* DATASET EXCERPTS:
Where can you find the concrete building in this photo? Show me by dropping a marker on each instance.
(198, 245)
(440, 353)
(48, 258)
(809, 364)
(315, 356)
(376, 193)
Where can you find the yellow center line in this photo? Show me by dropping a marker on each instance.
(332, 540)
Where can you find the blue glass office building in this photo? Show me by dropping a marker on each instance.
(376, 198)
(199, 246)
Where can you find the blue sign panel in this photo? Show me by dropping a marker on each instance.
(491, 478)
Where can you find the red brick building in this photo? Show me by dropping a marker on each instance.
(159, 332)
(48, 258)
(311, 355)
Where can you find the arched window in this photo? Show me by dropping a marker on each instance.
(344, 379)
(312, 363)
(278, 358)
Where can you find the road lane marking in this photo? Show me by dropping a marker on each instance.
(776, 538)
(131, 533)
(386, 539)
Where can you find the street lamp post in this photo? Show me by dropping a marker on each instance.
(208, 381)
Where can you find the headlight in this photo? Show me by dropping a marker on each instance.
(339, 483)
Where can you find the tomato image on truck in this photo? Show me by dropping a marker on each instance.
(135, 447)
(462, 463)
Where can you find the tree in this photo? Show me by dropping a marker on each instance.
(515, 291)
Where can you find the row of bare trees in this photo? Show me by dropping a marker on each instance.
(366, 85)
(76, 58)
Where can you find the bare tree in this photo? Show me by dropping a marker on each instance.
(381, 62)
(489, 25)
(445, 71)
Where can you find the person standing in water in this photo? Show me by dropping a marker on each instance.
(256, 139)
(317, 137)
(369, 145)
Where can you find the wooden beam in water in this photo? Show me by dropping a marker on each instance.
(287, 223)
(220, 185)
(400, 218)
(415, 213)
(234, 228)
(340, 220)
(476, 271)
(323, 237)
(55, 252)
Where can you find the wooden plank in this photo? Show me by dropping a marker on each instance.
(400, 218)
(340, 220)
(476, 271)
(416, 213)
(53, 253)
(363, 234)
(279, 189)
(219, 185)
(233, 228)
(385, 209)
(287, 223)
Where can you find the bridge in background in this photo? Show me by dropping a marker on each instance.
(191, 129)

* GIVEN INSTRUCTION: All of the material above needs to be copied exactly.

* RESULT OF THE TASK:
Where can you find the concrete building in this photo? Show me by dropping a marker on each instance.
(198, 245)
(440, 353)
(48, 258)
(809, 364)
(315, 356)
(376, 193)
Where can you find the yellow center line in this photo? Show me by dropping a marker on each instance.
(332, 540)
Where can you find the blue glass office building in this photo? Show me by dropping a marker on each instance.
(376, 198)
(199, 246)
Where can you find the blue sign panel in this photo? Show me by dropping a marker on each instance.
(491, 478)
Where can you find the red brick building in this photo? Show me by dropping a marker on each instance.
(159, 332)
(48, 258)
(311, 355)
Where can you find the arched window in this photo? Show me by dropping a marker on each instance.
(344, 379)
(312, 363)
(278, 358)
Where can you find the road lane marking in this photo? Show me by dropping a marker on each instance.
(776, 538)
(131, 533)
(386, 539)
Where can you find the street lamp post in this photo? Show me by dropping a marker on each instance.
(208, 381)
Where can you find the headlight in this photo? Show me by dropping a marker on each instance.
(339, 483)
Where can you find the tomato image on truck in this photo? Show me by dropping a marker on each instance.
(135, 447)
(462, 463)
Where can you find the tree in this photo? Show me by dropping a marker on each instance.
(515, 291)
Where can you find the row of bare trees in this photo? Show me by dropping a marker on each instance.
(366, 85)
(76, 58)
Where can you find the bare tree in this photo? Show me by dropping a marker on each instance.
(381, 62)
(489, 25)
(445, 71)
Where can you find the person standing in water in this photo? Show me by dropping a marker on each instance.
(256, 139)
(317, 137)
(369, 145)
Where can you find the wooden beam in water in this photo? Show me by dropping a marker on each instance.
(287, 223)
(220, 185)
(400, 218)
(415, 213)
(234, 228)
(340, 220)
(476, 271)
(323, 237)
(55, 252)
Where can you find the wooden plank in this photo? Show me by dropping a marker on each instance.
(400, 218)
(340, 220)
(476, 271)
(416, 213)
(53, 253)
(363, 234)
(279, 189)
(219, 185)
(233, 228)
(385, 209)
(287, 223)
Where can you find the bridge in background in this photo? Show me by dropping a marker on each instance.
(191, 129)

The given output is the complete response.